**Text provided**
>>

On February 12, 2018, Owner filed another set of objections and exceptions to the
confirmation nisi of the consolidated return that was docketed at No. 2018-TX-0002
(2018 Docket).
                On March 2, 2018, Owner and counsel for the Tax Claim Bureau
appeared before the trial court and agreed to set aside the upset sale of the Property.
That day, the trial court issued orders setting aside the upset sale in both the 2017
and 2018 Dockets. At a separate docket No. 2017-TX-0055, the trial court issued
an order granting the Tax Claim Bureau’s petition for confirmation of distribution
of sale proceeds of multiple parcels sold at the September 20, 2017, upset tax sale.
This order stated that with regard to the parcels where there were objections filed,
no distribution was to be made of the proceeds of the sales until the objections had
been fully adjudicated. The order specifically listed the Property and the objections
placed on the 2017 Docket but did not list the objections pending on the 2018
Docket. See Original Record (O.R.), 2017 Docket, Item 4, Exhibit C.

2
    Act of July 7, 1947, P.L. 1368, as amended, 72 P.S. §§5860.101–5860.803.

                                                2
             On March 12, 2018, at the 2017 Docket, Yosaf Saleb (Successful
Bidder) filed an emergency motion to intervene and to vacate the March 2, 2018,
order setting aside the September 20, 2017, upset sale. Successful Bidder argued
that he had a vested interest in the Property and, therefore, the right to intervene. He
also argued that Owner failed to comply with the Pennsylvania Rules of Civil
Procedure and the local court rules by not serving him with her petitions to set aside.
Successful Bidder contended that the trial court’s order issued on March 2, 2018,
deprived him of the “right to be heard[.]” O.R., 2017 Docket, Item 4, at 4, ¶12.

<<

**Data shown**
>>

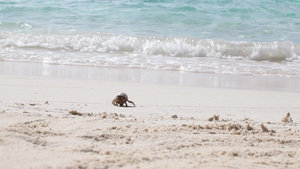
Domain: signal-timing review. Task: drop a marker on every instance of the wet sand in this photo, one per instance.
(173, 126)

<<

**Tasks for this exercise**
(A) In the tax sale court excerpt, who filed the emergency motion to intervene on March 12, 2018?
(B) Pick up the tax sale court excerpt right after its final sentence and carry it on.

**Expected answers**
(A) Yosaf Saleb, the Successful Bidder, filed it.

(B)
             By order dated March 26, 2018, the trial court granted Successful
Bidder’s emergency motion; vacated the March 2, 2018, order; and scheduled a
hearing for May 9, 2018, on Owner’s objections and exceptions to the upset sale.
             As of March 26, 2018, several orders had been issued. At the 2017
Docket, the order setting aside the upset sale was vacated and a hearing was
scheduled on Owner’s objections and exceptions. At the 2018 Docket, however, the
order setting aside the upset sale remained in effect.
             On May 4, 2018, Owner filed a praecipe to discontinue the petition to
set aside filed at the 2017 Docket. On June 22, 2018, the trial court sua sponte issued
an order consolidating the 2017 and 2018 Dockets. On June 26, 2018, the trial court
issued a rule to show cause why it should not vacate its March 2, 2018, order setting
aside the upset sale at the 2018 Docket and strike the praecipe for voluntary
discontinuance placed on the 2017 Docket. The rule was returnable on July 5, 2018.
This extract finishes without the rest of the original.